Document extract
I have a hard time dealing with life when it doesn’t go as planned. I don’t like when my schedule gets interrupted. I like when life goes from A, to B, to C. 
The irony over all this is that my life has never gone from A, to B, to C. It’s always been A to F, to C, to Z, to W, and then back to A.  
Despite this, there is something in me that craves stability and predictability.
When the copy machine broke and the wind knocked over my drink, I started to crumble.
In fact, I was so stressed by it, that I ate a whole blueberry-yogurt muffin in practically two bites.
Good thing I didn’t have a tub of frozen yogurt or whip cream.

Stop Fighting the Wind.

On a Starbucks patio, during my lunch break, God spoke to me.
Life isn’t predictable.  Things happen that throw us for a curve ball. We get unexpected expenses and unplanned emergencies. And when the wind suddenly picks up, we panic and we run to worst case scenarios.
Instead of fighting every single interruption, and every inconvenience, it was as if God was drawing me out so He could draw me in.
Life will knock you back and forth with minor and major circumstances. 
Life will make you go crazy if you try and dodge every fork in the road.
Life isn’t perfect.
Everything from Mondays and broken copy machines, to Fridays and doctor’s visits.  

Stop Fighting the Wind.

After I wrote this to myself in my journal, I counted to ten, slowly.
I felt the sun on my face and watched as my hair danced in the shadows from the wind.
 I embraced my life and the mess that it is. I embraced my life and the mess that I am.  
And when I returned to work, the copy machine was fixed, and I did not receive a red slip. 
We can’t control life but we can choose to find peace in times of chaos.

Stop Fighting the Wind. 

Friday, September 19, 2014

"Who Told You That You Were Fat?"

“Amy, who told you that you were fat?”

I remember hearing this after I read Genesis 3:11 for the first time.  
In this passage, Adam and Eve are hiding from God.
They knew that they had messed up after eating the forbidden fruit, so they hid.
God says, “Where are you?”
Adam says, “I heard you in the garden, and I was afraid because I was naked; so I hid.”
God then answers, “Who told you that you were naked?”

No one told me I was fat.
I did hear, “big boned” and “chubby”, but never fat.
Somewhere at a tender young age, I heard a voice tell me I was fat.
And I believed it.

Where did this condemning, dark, demeaning and insulting voice come from?
Not God.
At a young age, I believed the voice of a traitor, the voice of a liar.
I continued believing this voice for much of my life.

Description of the task
In the blog excerpt, what did the writer eat after the copy machine broke and the wind knocked over a drink?

Collected data:
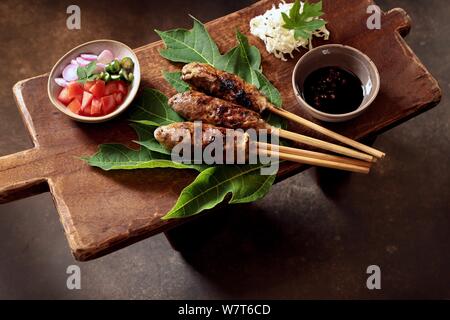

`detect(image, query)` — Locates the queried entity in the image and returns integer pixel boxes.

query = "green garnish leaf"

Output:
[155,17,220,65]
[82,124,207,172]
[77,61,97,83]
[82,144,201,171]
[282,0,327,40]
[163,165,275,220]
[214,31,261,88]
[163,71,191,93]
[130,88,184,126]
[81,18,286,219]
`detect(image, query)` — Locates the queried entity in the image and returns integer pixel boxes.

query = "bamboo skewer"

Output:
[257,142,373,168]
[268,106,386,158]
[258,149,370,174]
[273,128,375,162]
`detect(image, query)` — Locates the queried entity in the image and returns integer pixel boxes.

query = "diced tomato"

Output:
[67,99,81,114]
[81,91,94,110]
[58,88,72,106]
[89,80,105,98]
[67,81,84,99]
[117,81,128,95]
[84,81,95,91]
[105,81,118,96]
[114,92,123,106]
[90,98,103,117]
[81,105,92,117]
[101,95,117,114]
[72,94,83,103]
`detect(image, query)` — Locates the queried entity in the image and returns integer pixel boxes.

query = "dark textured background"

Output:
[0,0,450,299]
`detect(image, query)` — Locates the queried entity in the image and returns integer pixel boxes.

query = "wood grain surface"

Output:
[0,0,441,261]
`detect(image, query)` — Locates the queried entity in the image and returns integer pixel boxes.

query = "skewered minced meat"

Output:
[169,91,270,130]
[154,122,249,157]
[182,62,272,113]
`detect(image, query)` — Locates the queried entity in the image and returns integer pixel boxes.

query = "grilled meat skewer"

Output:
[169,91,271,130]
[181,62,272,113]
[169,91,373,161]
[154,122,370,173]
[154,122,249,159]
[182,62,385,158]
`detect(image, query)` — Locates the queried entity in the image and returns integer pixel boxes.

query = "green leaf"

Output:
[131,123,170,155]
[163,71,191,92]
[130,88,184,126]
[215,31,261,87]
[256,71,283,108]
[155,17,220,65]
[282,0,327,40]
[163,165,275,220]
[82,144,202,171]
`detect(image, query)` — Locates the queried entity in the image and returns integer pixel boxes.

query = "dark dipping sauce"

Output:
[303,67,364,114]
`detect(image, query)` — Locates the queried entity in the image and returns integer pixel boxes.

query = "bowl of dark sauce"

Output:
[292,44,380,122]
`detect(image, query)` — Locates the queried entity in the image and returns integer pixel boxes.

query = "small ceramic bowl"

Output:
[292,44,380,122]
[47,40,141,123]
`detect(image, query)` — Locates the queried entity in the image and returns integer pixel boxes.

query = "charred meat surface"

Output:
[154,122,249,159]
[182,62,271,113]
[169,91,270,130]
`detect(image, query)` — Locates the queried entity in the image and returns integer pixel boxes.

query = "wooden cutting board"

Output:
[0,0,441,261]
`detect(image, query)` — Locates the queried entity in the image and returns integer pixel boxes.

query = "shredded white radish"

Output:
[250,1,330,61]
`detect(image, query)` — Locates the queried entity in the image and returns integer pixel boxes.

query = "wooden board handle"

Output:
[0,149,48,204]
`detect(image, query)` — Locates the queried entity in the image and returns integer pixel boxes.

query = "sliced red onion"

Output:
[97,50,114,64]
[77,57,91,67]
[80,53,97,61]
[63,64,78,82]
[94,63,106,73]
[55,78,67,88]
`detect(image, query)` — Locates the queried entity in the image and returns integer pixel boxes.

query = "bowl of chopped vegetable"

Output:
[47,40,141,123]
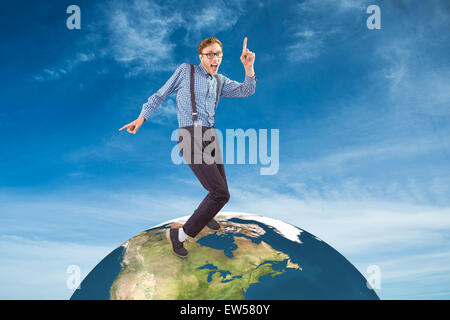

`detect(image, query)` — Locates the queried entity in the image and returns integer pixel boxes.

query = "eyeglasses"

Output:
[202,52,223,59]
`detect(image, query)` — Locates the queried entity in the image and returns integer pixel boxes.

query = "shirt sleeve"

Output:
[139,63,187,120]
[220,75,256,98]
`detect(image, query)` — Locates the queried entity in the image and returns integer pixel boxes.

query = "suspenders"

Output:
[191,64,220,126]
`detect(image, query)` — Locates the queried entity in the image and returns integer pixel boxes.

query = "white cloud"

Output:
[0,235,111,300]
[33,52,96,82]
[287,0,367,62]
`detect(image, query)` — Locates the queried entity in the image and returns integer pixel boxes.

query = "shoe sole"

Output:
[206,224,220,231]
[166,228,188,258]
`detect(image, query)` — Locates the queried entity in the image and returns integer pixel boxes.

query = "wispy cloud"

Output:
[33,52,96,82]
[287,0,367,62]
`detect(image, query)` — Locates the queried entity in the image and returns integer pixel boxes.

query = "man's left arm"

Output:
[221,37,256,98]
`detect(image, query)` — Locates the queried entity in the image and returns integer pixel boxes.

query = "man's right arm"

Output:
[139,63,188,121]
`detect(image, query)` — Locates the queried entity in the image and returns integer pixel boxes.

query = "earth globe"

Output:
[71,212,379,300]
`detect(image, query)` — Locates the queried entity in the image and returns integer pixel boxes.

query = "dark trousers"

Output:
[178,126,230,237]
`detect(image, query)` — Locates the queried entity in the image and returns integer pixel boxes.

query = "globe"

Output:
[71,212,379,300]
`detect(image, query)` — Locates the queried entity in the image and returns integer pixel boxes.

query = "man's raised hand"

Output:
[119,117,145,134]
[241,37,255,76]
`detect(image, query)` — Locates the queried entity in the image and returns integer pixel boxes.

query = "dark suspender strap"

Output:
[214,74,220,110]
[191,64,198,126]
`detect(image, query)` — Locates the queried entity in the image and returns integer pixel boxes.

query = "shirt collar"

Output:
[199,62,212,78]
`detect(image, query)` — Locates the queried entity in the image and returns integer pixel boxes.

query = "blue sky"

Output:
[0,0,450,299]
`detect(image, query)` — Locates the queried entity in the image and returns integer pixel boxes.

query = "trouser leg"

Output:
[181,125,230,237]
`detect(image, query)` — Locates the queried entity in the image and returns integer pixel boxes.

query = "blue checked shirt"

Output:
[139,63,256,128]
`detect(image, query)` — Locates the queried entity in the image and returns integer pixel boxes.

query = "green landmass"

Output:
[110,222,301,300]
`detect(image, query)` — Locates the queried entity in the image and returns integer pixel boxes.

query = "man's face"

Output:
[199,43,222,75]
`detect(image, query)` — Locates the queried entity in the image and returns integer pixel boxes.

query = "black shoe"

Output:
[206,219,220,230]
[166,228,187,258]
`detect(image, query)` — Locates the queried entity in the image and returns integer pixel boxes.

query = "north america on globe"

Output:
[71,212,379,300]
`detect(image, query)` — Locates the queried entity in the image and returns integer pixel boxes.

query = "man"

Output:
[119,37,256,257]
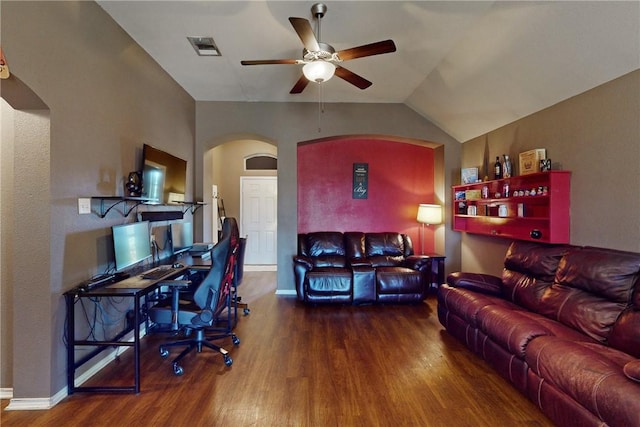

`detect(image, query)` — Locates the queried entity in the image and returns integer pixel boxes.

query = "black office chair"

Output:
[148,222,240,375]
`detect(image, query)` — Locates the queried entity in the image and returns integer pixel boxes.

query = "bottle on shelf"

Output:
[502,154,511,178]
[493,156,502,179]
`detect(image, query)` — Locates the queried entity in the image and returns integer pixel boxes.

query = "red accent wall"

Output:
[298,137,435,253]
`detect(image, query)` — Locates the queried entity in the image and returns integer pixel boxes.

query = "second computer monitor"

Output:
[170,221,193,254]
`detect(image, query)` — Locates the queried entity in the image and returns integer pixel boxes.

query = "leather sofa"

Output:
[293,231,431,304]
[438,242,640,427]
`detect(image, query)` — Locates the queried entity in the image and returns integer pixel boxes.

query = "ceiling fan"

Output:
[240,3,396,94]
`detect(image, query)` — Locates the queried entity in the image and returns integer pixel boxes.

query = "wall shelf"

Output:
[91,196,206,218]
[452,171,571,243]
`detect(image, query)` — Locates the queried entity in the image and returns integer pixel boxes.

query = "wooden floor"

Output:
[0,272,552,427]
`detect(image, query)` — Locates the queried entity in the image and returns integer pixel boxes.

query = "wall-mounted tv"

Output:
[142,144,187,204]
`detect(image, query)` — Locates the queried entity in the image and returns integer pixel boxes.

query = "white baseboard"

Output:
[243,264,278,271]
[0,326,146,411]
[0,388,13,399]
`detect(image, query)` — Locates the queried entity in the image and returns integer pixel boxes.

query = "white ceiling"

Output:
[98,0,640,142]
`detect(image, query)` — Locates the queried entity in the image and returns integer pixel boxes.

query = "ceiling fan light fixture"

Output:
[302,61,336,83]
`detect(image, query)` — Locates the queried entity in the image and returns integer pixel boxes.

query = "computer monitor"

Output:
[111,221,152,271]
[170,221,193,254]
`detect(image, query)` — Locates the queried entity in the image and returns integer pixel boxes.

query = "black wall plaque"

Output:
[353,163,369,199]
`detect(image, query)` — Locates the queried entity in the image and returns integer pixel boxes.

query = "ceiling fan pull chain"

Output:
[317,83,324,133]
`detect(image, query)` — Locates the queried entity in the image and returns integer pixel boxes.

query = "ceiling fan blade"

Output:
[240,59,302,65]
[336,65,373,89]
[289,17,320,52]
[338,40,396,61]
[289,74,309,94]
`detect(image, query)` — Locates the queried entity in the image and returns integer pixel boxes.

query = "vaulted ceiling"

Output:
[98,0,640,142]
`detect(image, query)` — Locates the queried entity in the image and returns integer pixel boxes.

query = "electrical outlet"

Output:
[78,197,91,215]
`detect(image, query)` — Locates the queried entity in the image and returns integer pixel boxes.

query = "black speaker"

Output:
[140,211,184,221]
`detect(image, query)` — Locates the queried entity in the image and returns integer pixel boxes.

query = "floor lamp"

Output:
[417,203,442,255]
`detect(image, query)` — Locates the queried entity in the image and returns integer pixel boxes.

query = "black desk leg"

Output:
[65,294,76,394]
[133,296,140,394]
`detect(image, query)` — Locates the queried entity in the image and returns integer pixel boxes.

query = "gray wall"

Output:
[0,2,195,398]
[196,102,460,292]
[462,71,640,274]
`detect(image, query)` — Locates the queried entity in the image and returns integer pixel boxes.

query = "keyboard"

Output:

Task answer
A whole blueberry-yogurt muffin, in practically two bites.